◆ KUTIPAN ◆

:::

Soal ruangan, biasanya terbagi dua: depan dan belakang, yang biasanya terdapat dinding pembatas atau kain gorden semata. Menyisakan ruang publik untuk pengunjung makan, dan ruang privat untuk pengelola warteg istirahat.
Kursi panjang membentuk huruf L untuk tempat duduk pengunjung yang datang, menghadap etalase kaca transparan supaya memudahkan pemesanan dengan cara “touch screen” manual.
Sedangkan menunya, meski ragamnya cukup banyak, tapi akan ada benang merah di tiap warteg. Olahan telur, akan ada dadar, balado, juga ceplok. Sedangkan orek tempe umumnya ada dua, versi basah dan kering. Untuk sayur, biasanya ada sop, tumis toge, tumis kacang panjang, hingga terong balado. Begitu pula olahan ayam, ada varian goreng, balado, hingga semur dan kari. Untuk lauk sekunder, biasanya ada berbagai jenis gorengan (tempe, tahu), juga perkedel.

:::

◆ DATA YANG DIBERIKAN ◆
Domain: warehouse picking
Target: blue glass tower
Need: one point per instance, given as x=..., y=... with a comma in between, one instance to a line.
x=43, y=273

:::

◆ PETUNJUK TUGAS ◆
Lanjutkan kutipan tentang warteg di atas, mulai setelah kalimat terakhirnya.

◆ JAWABAN TUGAS ◆
Di luar menu reguler itu, biasanya ada menu-menu yang tak dipampang di etalase. Seperti soto ayam yang biasanya berkuah santan ringan. Cocok dipesan apalagi jika suasana di luar sedang turun hujan.
Saat makan di warteg, telinga bisa menyerap banyak oboralan yang acak. Dari permasalahan pekerja kantoran, pengemudi ojek daring, hingga keprihatinan anak kosa. Tak jarang perbincangan antara pengelola dan pengunjung warteg menemukan titik klimaksnya, terutama jika televisi sedang melangsungkan siaran langsung sepak bola.
Warteg dan Kebaikannya
Sejak awal mula kehadirannya, DNA warteg adalah juru selamat bagi mereka yang ingin kenyang, makan dengan lauk layak, tapi tetap bisa hemat. Maka tak heran, kalau dari warteg ada banyak cerita kebaikan.
Warteg Warmo di Tebet, Jakarta Selatan, menjadi salah satu warteg yang punya banyak kisah seperti itu. Dasir, generasi pertama Warmo, pernah menceritakan kisah di awal berdirinya Warmo pada 1969 silam. Salah satu pelanggannya adalah seorang musisi, dan beberapa kali ngutang di warungnya dengan meninggalkan gitar sebagai jaminan.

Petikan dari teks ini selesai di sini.